■ Exercise objective ■
Go to the line that contains "Could you please mark the forested" and extract it along with every line after it, exactly, through the end of the data below.

[Start of Attachment]

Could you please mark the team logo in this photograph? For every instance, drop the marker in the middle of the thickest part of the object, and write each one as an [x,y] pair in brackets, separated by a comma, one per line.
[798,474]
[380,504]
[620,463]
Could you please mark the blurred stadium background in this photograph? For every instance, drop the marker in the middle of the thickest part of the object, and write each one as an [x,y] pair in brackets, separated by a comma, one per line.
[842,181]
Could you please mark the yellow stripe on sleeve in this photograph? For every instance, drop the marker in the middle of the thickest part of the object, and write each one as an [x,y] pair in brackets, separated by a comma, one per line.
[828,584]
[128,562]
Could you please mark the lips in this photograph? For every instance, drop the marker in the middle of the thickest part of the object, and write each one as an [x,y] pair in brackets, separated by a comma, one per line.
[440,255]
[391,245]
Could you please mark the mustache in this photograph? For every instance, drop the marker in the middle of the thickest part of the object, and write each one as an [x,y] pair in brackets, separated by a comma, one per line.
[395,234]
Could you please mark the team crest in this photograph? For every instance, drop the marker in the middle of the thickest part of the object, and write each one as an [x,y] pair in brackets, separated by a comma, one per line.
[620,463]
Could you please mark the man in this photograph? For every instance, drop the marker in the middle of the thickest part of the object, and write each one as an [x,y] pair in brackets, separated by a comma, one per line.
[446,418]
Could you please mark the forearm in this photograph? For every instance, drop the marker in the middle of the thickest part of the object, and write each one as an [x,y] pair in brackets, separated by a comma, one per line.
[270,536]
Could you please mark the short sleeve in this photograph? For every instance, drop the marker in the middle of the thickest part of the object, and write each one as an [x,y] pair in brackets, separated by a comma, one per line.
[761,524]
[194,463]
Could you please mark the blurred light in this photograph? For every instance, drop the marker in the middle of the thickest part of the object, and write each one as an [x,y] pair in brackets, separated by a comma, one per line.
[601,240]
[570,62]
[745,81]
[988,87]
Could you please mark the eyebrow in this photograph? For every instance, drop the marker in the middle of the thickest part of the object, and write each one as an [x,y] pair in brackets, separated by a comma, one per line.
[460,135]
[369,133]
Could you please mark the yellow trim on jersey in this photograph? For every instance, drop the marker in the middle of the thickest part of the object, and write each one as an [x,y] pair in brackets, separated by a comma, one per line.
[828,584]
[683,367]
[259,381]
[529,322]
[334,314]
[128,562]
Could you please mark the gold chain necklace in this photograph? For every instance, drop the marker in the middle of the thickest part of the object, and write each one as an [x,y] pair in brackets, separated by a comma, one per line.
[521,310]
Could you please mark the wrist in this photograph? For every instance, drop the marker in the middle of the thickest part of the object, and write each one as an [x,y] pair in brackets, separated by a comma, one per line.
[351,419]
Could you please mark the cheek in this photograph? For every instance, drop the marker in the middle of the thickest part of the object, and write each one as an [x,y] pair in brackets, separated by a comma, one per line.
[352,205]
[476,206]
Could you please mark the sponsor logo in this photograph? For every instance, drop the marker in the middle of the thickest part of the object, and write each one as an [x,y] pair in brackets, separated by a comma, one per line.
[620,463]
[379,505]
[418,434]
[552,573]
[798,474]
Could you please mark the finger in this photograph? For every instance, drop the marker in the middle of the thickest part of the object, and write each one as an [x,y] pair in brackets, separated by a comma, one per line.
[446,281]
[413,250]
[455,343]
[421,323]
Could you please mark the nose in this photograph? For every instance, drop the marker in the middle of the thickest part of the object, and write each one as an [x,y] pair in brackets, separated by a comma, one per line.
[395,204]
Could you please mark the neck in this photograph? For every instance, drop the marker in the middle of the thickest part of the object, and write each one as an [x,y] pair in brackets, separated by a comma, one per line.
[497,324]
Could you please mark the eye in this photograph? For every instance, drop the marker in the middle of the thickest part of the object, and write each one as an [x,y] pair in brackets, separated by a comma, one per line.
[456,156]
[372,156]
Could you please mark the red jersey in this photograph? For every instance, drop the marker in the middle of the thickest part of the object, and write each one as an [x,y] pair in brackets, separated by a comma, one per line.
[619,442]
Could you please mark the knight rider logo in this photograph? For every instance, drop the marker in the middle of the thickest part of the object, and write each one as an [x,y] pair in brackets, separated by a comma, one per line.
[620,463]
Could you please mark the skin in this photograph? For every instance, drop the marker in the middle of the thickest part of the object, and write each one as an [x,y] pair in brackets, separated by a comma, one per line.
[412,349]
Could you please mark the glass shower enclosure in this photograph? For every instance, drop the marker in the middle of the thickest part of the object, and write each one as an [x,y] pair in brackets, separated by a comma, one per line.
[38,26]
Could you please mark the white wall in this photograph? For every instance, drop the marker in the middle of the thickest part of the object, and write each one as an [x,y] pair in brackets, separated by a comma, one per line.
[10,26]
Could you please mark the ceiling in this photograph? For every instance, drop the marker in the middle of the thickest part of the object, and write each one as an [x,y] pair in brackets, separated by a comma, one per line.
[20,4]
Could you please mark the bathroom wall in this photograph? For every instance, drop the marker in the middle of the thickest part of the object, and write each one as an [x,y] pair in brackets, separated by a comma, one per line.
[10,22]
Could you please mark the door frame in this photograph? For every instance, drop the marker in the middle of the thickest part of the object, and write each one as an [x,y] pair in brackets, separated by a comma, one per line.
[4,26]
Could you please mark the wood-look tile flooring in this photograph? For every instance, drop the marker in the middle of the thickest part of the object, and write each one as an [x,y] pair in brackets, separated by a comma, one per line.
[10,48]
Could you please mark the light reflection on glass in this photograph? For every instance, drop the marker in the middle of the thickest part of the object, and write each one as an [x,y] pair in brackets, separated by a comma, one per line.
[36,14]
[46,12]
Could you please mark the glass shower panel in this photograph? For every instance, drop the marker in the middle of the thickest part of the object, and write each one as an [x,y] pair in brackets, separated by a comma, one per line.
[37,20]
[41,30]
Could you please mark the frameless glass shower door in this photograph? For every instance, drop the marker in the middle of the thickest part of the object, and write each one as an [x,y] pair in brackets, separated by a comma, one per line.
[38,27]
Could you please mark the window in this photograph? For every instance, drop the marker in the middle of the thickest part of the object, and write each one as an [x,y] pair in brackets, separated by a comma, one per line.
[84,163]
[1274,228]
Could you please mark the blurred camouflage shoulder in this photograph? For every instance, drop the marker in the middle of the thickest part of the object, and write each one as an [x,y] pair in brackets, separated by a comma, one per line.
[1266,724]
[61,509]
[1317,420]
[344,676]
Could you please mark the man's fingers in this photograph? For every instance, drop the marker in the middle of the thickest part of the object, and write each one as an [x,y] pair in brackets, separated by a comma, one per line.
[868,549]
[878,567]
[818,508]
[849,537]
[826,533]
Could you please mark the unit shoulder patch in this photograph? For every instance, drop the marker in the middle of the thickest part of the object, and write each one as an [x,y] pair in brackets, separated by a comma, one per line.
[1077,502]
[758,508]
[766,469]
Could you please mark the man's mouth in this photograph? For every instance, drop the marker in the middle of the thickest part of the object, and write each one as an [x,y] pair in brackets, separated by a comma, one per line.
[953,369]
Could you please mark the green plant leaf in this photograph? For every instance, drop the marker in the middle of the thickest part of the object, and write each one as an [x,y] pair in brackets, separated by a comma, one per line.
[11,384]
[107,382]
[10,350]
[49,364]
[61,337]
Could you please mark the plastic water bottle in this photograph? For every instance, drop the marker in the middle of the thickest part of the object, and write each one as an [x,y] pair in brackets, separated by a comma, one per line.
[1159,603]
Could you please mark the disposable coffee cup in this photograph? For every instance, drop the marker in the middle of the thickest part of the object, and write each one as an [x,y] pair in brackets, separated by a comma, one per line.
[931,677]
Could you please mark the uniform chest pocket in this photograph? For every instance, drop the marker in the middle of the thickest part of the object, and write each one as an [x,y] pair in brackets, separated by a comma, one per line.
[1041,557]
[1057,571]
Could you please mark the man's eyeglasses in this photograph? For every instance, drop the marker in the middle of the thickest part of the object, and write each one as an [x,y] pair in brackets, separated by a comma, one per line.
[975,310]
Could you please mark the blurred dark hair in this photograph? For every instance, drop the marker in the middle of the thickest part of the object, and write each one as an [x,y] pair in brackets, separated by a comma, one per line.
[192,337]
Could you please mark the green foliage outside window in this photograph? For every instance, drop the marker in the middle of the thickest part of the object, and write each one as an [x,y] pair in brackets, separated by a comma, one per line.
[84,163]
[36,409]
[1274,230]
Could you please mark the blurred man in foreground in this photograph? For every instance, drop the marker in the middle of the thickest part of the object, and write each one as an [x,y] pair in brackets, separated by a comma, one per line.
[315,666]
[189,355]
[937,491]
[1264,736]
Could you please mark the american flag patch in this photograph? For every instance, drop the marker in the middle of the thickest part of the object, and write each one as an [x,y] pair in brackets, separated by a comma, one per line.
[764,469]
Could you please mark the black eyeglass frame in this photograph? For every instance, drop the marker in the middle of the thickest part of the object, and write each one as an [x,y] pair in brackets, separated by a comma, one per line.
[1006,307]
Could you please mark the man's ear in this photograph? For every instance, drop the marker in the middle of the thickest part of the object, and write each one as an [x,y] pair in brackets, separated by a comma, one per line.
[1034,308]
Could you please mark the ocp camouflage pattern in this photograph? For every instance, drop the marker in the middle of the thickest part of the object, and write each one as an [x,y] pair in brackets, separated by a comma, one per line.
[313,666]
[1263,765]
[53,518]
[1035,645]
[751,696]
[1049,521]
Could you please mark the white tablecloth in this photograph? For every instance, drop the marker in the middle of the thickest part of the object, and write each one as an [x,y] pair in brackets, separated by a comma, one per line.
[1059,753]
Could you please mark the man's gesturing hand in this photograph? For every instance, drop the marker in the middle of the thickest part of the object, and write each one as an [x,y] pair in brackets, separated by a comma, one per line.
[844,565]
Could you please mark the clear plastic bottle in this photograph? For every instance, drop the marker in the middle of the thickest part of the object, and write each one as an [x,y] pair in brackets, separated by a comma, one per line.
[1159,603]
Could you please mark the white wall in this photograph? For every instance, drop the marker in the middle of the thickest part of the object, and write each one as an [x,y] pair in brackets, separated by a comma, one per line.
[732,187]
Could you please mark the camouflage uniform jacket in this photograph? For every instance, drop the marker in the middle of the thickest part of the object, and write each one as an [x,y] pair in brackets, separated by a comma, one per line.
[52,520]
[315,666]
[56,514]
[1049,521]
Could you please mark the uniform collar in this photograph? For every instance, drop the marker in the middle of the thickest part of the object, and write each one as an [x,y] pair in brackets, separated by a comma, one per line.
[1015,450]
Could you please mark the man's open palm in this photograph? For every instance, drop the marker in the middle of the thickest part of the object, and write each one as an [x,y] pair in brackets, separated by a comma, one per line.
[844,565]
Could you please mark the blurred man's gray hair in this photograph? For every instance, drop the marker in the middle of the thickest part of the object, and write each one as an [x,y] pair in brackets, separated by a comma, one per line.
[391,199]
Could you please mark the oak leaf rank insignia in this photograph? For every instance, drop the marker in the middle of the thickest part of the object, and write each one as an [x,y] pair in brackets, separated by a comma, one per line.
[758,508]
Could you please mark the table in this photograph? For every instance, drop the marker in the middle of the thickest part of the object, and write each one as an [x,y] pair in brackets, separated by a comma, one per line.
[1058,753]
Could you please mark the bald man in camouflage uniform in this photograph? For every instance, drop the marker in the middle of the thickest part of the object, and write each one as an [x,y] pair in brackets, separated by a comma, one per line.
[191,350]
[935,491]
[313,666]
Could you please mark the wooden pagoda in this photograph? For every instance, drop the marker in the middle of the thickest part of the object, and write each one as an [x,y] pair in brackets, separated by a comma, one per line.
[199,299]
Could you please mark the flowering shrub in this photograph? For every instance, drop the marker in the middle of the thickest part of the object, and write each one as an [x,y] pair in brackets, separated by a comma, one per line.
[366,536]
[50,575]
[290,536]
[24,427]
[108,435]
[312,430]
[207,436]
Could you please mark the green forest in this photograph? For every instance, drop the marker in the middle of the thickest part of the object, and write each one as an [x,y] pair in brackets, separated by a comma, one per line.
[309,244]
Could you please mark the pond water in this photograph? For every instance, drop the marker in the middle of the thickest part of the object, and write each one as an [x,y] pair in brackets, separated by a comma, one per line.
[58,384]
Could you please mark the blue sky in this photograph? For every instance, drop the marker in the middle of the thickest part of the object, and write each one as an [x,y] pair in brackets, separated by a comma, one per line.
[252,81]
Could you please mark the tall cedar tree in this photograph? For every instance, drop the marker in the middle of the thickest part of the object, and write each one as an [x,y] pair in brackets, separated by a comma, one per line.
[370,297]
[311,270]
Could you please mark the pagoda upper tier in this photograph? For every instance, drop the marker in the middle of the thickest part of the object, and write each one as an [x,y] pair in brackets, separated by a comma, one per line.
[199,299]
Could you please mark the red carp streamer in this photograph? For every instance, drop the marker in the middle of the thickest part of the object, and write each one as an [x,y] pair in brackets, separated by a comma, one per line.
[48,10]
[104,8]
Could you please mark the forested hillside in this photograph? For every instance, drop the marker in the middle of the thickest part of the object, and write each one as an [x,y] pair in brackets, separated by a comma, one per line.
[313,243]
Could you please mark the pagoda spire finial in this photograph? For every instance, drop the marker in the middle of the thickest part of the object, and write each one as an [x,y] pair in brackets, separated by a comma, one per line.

[End of Attachment]

■ Completed task ■
Could you please mark the forested hillside in this photograph? For every instance, drop the marker in the middle of the thickest part of the object, and write each one as an [x,y] pair in brackets, separated by a comma, one per line.
[313,243]
Could you please mark the pagoda spire finial in this photograph? For every instance, drop the marker in the middle of the thickest part of the object, and write each one as an [x,y] pair in brackets, separated by a comma, one per line.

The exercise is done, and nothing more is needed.